● **학습 목표**:
아래의 모든 항목을 추출하여 글자 하나 바꾸지 말고 원문 그대로 옮겨 적으시오.

::: 데이터 행

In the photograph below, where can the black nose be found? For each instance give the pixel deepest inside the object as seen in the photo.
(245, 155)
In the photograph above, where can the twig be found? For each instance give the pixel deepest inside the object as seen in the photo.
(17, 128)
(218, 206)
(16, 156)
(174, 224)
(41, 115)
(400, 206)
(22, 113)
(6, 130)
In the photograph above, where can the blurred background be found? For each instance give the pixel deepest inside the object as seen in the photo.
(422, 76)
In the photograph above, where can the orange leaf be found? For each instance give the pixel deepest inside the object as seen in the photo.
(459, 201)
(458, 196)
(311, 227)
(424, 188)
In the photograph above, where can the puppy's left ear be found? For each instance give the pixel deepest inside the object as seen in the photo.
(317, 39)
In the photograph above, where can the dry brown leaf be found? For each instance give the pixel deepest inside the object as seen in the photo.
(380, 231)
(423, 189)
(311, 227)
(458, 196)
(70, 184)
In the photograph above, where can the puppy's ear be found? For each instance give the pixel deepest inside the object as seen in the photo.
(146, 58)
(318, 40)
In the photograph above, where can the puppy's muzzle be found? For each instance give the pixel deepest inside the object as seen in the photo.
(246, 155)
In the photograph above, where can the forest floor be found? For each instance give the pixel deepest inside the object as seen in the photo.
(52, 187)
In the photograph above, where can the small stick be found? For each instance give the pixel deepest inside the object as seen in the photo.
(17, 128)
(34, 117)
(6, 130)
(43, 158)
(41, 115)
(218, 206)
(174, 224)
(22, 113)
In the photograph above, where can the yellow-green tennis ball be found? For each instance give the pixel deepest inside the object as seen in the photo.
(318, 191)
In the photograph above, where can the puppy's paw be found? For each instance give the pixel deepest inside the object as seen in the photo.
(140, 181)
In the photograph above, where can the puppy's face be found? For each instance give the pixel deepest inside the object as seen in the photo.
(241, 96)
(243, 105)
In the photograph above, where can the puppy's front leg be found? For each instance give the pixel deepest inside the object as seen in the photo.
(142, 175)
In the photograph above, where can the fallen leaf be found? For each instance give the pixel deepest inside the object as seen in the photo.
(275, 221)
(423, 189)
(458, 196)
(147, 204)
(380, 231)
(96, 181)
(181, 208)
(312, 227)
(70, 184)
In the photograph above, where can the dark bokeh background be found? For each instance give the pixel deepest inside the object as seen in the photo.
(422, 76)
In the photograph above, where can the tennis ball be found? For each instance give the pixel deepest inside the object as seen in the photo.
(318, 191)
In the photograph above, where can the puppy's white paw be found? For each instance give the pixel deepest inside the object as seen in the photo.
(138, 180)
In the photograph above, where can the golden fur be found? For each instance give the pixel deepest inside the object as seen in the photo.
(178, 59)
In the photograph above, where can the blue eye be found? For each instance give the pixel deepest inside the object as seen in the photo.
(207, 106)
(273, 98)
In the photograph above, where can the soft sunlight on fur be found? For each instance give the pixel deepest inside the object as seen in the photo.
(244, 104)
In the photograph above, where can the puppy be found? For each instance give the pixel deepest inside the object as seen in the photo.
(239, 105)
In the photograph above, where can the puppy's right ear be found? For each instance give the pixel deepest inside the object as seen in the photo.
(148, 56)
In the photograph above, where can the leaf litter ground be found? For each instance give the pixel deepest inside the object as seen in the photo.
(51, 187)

::::::

● **실습 결과**:
In the photograph below, where can the black nose be found? For each instance give the pixel deepest inside the object as seen in the photo.
(245, 155)
In the photograph above, where can the twig be found? For each instance give the pixel deepest inside the object as seen in the photo.
(17, 128)
(218, 206)
(16, 156)
(174, 224)
(41, 115)
(400, 206)
(22, 113)
(6, 130)
In the photograph above, where can the blurred background be found? For each instance give the pixel deepest inside the object as seen in the photo.
(422, 76)
In the photograph above, where can the orange leaf be found? For each instance give the pixel deepest inside the object as seen in the photo.
(459, 201)
(458, 196)
(311, 227)
(424, 188)
In the photograph above, where can the puppy's left ear be found? For each instance give the pixel deepest inside the object as seen in the photo.
(317, 39)
In the photograph above, where can the dry brown leaf be found? For each instance give the pixel deepest inside the object as seen in the photo.
(380, 231)
(423, 189)
(311, 227)
(458, 196)
(70, 184)
In the photograph above, where can the puppy's ear be found? For each instance give the pixel deepest inside the object as seen in the photo.
(146, 58)
(318, 40)
In the photograph above, where can the puppy's muzzle be found? For each instance give the pixel deepest inside the object as seen in the photo.
(246, 155)
In the photograph above, where can the forest floor be found? For each instance give the pixel deepest inside the object as seen in the photo.
(52, 187)
In the photograph above, where can the small stick be found? For each instance give the pixel deepest inside the object as seen in the photo.
(17, 128)
(34, 117)
(6, 130)
(43, 158)
(41, 115)
(218, 206)
(174, 224)
(22, 113)
In the photograph above, where can the yellow-green tennis ball be found? For each instance give the pixel deepest inside the object as seen in the photo.
(318, 191)
In the photograph above, where can the puppy's paw be found? For each instance give the pixel deepest inside the object as seen in the photo.
(140, 181)
In the photograph above, where can the puppy's face be found? For each instance give the pixel deepest inside the object as seen in the photo.
(241, 96)
(243, 105)
In the photograph above, where can the puppy's front leg be found? For each instance give the pixel deepest inside the object as seen in the photo.
(142, 175)
In the photograph above, where can the fallen leaf be found? For each instance give the pixel deepest inside the object as seen in the photo.
(275, 221)
(423, 189)
(458, 196)
(147, 204)
(380, 231)
(96, 181)
(181, 208)
(312, 227)
(70, 184)
In the photograph above, where can the dark bokeh background be found? For each instance give the pixel deepest inside the object as seen in the photo.
(422, 76)
In the photograph above, where can the tennis ball be found? For each instance give the pixel deepest inside the object as seen in the photo.
(318, 191)
In the photograph above, where can the puppy's white paw be found? For each instance give the pixel deepest inside the object as seen in the photo.
(138, 180)
In the photograph above, where can the golden fur be found? For each instance give the pixel deepest inside the object as seen in the photo.
(178, 59)
In the photograph above, where can the blue eye be found? For each instance give the pixel deepest inside the object as seen in the photo.
(207, 106)
(273, 98)
In the photograph above, where can the soft sunlight on fur be found? For each instance give the pixel deepest inside the object as seen in the photo.
(244, 104)
In the photograph above, where can the puppy be found? For each instance give the pixel deepest inside the object as seen in the photo.
(239, 105)
In the photograph above, where can the puppy's right ear be found? For each instance give the pixel deepest inside the object as seen in the photo.
(148, 56)
In the photograph above, where can the leaf litter ground be found? For each instance give the pixel deepest inside the object as seen in the photo.
(51, 187)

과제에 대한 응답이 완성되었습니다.